* Textauszug:
·····
Sage mir, wie du reist, und ich sage dir, wie du lebst.
Sie werden vielleicht denken: „Was soll das Reisen schon über mich aussagen? Wie gar zeigen, wie ich lebe? Es ist doch nur eine Reise, Punkt.“ Und ich kann Sie verstehen. Doch lassen Sie mich etwas ausholen, um Ihnen zu erklären, wie ich darauf komme, was ich damit meine – und warum Ihr Leben auf diesem Wege erfüllter werden kann.
Zurück zur Quelle
Zunächst eine kleine Gedankenreise: Menschen fühlen sich generell machtlos. Machtlos vor der Natur, vor anderen Menschen, vor allen möglichen Gefahren … Wie gehen wir damit um?
Wir versuchen die Gefahren zu „umgehen“. Um das Gefühl der Machtlosigkeit zu bannen, gibt es deswegen Ab- und Versicherungen aller Art. Statt uns den Gefahren, Unwägbarkeiten, Unsicherheiten des Lebens zu stellen, gehen wir ihnen möglichst aus dem Weg.
Mit dem Ergebnis: Wir entwöhnen uns des Umgangs mit Gefahren, werden dadurch immer machtloser – und lassen unsere Potenziale verkümmern, einkerkern. Genau die aber sind unsere Quelle, unser Lebenselixier. Wie kommen wir an unsere versickerten Möglichkeiten heran?
Nun, es gibt kein Hauruck, das helfen könnte! Eher das Gegenteil ist hilfreich, und zwar als ersten Schritt: Langsamkeit. Ja, Lenzen, das wäre die Kunst, vorbereitende Langsamkeit bewusst und genussvoll zu praktizieren. Anhalten. Innehalten. Aushalten. Der zweite Schritt ist die Kunst des Lassens, eine Kunst mit mehreren Unteretappen. Vom Einlassen und Weglassen über das Loslassen bis hin zum Belassen und einem Wunschzustand der Gelassenheit, dem Ziel.
Bereits dieser Weg ist eine Reise, ich nenne ihn „Schlaulenzen“ und meine damit eine Grundhaltung, die eine Kunst an sich darstellt. Und jetzt komme ich zum Ausgangspunkt: Reisen ist die Königsdisziplin des Schlaulenzens. Auf Reisen zeigt sich, wie weit Sie es in dieser Kunst, einer Lebenskunst, gebracht haben – eben, wie Sie leben.
Reisen bedeutet Veränderung
Doch was ist eine Reise? Der Urbegriff der Reise, der sich aus dem althochdeutschen Wort „reisa“ ableitet, bedeutete „Aufbruch, Zug und Fahrt“ und bezeichnete das Sich-Aufmachen, Sich-auf-den-Weg-Machen.
Für mich ist Reisen gleichbedeutend mit Bewegung, und zwar nicht unbedingt nur mit Auto, Bahn oder Flugzeug, sondern ganz persönlich. Indem Sie den gewohnten Kontext verlassen, indem Sie sich mit etwas Neuem konfrontieren, was einen berührt, irritiert – setzen Sie sich sich in Bewegung. Sie treten eine Lebensreise an, die Sie auf jeden Fall nicht unverändert lässt. Reisen bedeutet Veränderung.
·····
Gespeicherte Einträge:
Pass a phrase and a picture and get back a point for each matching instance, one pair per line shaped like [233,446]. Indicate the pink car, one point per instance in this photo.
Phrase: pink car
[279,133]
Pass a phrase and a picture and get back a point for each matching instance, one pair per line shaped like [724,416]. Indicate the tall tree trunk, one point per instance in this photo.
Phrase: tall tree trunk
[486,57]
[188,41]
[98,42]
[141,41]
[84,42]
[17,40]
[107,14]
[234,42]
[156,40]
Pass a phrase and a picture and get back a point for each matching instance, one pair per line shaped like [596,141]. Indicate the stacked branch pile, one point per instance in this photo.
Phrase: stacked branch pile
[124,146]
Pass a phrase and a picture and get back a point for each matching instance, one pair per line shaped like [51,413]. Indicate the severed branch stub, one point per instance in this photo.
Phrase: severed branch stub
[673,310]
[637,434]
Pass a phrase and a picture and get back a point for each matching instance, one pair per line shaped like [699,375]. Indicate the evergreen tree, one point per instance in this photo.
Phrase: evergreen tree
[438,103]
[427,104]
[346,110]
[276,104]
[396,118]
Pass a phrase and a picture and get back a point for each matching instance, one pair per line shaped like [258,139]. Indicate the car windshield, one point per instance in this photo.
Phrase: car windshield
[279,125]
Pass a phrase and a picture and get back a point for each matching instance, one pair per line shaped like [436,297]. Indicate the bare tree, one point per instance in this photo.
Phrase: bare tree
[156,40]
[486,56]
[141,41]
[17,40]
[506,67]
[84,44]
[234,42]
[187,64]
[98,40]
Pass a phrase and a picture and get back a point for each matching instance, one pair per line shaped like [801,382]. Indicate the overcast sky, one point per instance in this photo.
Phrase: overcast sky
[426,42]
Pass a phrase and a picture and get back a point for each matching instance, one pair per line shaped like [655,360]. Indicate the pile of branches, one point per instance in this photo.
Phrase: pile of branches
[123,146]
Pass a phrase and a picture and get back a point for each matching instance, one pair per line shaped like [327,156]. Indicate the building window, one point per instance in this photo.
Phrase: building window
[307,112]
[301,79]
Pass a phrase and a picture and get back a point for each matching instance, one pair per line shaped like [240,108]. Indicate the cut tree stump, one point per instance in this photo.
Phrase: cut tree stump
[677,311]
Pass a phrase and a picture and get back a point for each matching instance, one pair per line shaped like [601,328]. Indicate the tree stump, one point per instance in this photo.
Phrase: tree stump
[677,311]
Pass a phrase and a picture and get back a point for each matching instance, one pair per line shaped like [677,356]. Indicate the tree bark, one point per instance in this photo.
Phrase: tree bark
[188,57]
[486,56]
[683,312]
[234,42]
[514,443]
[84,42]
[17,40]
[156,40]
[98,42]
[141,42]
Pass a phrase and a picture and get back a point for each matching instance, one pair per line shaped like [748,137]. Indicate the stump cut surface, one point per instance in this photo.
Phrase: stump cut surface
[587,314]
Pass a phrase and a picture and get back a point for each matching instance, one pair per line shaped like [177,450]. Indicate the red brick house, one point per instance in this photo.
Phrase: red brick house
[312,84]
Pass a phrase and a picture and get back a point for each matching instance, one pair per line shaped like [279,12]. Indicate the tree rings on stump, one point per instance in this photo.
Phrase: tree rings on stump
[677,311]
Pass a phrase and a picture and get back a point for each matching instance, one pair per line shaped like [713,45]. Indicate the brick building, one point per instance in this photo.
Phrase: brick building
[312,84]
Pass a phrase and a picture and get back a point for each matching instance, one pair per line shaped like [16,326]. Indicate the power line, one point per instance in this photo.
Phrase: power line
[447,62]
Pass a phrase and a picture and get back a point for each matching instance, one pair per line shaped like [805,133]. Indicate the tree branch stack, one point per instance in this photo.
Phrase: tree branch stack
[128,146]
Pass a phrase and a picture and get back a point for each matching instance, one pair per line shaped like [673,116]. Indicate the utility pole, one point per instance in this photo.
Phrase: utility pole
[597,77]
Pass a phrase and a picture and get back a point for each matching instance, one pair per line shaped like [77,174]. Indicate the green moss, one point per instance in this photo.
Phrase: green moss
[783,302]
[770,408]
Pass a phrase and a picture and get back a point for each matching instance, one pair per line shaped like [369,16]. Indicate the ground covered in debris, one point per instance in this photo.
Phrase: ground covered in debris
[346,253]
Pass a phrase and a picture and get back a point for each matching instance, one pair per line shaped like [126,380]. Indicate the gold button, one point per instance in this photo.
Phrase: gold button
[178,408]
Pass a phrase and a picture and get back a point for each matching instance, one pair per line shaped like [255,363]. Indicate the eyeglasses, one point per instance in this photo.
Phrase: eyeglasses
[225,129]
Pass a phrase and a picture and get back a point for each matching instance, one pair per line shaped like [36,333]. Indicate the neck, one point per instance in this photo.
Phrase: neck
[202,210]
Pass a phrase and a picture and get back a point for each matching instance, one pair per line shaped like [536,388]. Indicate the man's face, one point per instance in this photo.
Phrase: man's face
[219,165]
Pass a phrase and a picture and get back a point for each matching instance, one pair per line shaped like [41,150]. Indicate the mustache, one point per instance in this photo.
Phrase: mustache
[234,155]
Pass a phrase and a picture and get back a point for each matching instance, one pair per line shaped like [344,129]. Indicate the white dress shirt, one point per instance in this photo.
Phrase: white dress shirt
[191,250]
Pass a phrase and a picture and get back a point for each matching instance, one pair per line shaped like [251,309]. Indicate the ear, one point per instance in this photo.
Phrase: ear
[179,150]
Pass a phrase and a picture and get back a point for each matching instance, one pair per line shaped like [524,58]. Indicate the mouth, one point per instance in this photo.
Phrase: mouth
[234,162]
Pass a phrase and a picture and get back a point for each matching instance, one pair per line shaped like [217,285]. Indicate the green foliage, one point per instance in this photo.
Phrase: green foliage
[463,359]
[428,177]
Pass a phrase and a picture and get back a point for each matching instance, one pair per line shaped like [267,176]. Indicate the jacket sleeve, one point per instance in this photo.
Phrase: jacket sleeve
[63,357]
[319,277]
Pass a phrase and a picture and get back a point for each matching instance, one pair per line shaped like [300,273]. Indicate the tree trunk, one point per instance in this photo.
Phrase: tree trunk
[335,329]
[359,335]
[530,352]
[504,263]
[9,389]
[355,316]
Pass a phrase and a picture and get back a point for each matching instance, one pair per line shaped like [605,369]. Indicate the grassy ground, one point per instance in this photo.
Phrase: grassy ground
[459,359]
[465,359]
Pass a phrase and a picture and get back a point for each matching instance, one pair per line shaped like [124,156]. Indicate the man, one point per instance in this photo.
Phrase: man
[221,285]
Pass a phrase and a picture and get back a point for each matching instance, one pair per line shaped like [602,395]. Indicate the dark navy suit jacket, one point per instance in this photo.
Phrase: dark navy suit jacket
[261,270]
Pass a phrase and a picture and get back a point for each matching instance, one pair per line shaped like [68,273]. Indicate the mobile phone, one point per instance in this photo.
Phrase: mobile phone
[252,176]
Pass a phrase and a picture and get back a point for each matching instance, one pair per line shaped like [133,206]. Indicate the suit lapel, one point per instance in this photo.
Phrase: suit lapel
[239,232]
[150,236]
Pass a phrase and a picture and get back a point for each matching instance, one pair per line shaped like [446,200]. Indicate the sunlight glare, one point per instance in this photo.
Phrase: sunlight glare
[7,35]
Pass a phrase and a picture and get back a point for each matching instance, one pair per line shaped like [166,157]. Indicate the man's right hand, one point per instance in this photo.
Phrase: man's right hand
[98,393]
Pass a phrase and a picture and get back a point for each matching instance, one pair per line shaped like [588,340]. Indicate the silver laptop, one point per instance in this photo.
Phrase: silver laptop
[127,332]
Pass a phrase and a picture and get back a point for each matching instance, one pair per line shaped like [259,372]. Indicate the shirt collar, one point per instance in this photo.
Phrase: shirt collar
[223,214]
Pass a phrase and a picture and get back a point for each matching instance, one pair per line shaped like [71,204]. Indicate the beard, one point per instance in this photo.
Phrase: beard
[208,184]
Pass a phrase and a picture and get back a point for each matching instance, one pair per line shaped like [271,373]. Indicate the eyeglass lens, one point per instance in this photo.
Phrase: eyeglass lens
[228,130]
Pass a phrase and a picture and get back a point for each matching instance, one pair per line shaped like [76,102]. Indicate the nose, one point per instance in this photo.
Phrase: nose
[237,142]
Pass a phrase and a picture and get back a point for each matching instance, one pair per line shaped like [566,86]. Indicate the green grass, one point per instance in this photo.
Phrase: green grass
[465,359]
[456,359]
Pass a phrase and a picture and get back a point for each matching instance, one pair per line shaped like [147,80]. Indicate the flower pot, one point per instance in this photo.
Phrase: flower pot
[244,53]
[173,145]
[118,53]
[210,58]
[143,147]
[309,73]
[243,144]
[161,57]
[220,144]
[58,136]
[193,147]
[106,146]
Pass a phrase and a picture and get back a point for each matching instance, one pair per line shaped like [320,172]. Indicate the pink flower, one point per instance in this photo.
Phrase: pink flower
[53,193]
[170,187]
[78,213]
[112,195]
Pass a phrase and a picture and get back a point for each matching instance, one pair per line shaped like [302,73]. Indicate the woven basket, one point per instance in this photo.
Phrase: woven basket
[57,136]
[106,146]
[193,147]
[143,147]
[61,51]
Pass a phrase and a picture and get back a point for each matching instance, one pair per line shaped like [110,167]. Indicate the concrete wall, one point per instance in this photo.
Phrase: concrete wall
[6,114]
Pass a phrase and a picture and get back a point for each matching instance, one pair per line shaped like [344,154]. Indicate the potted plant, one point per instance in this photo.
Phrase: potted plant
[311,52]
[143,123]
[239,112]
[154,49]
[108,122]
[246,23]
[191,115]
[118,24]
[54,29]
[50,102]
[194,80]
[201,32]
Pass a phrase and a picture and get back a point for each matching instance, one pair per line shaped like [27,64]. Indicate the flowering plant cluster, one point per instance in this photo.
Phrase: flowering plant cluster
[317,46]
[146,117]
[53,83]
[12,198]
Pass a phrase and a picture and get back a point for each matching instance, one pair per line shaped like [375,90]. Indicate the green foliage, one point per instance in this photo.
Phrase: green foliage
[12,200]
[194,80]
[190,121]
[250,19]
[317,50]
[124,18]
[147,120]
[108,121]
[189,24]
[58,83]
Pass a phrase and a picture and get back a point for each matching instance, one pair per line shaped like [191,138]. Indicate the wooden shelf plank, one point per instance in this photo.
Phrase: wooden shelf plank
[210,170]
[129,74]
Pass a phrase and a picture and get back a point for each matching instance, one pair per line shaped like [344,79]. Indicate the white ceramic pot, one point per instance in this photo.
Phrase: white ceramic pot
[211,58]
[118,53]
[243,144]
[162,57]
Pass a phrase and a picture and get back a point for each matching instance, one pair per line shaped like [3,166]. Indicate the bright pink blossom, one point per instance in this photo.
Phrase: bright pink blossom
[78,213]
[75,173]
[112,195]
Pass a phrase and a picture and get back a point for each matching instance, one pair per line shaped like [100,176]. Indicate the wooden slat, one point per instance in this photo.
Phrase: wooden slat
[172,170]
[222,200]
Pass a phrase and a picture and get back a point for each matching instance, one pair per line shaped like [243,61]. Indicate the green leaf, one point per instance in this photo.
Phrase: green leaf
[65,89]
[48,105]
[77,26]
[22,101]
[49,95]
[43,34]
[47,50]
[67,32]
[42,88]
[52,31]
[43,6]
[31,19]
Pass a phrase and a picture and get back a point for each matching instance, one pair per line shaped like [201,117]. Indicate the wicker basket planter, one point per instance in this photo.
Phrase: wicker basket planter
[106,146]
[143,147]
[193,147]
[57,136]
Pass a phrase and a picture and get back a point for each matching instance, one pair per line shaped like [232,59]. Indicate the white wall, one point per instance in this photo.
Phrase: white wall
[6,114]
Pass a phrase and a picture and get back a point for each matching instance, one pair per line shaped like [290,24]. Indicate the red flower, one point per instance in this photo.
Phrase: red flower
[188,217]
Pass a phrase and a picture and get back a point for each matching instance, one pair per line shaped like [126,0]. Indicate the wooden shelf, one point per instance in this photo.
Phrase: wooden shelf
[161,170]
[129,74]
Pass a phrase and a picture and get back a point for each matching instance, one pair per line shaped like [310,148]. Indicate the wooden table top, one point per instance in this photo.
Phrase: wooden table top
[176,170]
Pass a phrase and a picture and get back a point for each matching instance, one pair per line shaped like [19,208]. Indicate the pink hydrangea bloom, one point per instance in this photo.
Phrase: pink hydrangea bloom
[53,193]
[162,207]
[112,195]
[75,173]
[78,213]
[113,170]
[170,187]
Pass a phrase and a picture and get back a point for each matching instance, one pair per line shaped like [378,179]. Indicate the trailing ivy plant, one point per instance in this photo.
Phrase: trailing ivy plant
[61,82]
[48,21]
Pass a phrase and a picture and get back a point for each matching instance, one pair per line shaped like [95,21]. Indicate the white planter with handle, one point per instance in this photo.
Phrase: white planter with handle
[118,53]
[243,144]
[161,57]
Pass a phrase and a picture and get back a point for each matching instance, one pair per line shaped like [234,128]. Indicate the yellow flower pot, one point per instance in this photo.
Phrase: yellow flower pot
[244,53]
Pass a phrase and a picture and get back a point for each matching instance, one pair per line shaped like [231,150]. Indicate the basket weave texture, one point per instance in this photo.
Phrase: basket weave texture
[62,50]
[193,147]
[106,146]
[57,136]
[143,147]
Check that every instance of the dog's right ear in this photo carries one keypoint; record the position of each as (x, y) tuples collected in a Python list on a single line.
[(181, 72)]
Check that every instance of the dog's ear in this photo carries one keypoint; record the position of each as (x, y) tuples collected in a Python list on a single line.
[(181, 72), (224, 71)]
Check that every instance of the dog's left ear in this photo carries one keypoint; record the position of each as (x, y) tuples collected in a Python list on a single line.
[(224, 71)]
·····
* Aufgaben:
- 1) Von welchem althochdeutschen Wort leitet sich laut dem Textauszug der Urbegriff der Reise ab?
- 2) Geben Sie den Abschnitt des Textauszugs von „Bereits dieser Weg“ bis „das Sich-Aufmachen, Sich-auf-den-Weg-Machen.“ wortgetreu wieder.

* Lösungen:
- 1) Vom Wort „reisa“.

- 2)
Bereits dieser Weg ist eine Reise, ich nenne ihn „Schlaulenzen“ und meine damit eine Grundhaltung, die eine Kunst an sich darstellt. Und jetzt komme ich zum Ausgangspunkt: Reisen ist die Königsdisziplin des Schlaulenzens. Auf Reisen zeigt sich, wie weit Sie es in dieser Kunst, einer Lebenskunst, gebracht haben – eben, wie Sie leben.
Reisen bedeutet Veränderung
Doch was ist eine Reise? Der Urbegriff der Reise, der sich aus dem althochdeutschen Wort „reisa“ ableitet, bedeutete „Aufbruch, Zug und Fahrt“ und bezeichnete das Sich-Aufmachen, Sich-auf-den-Weg-Machen.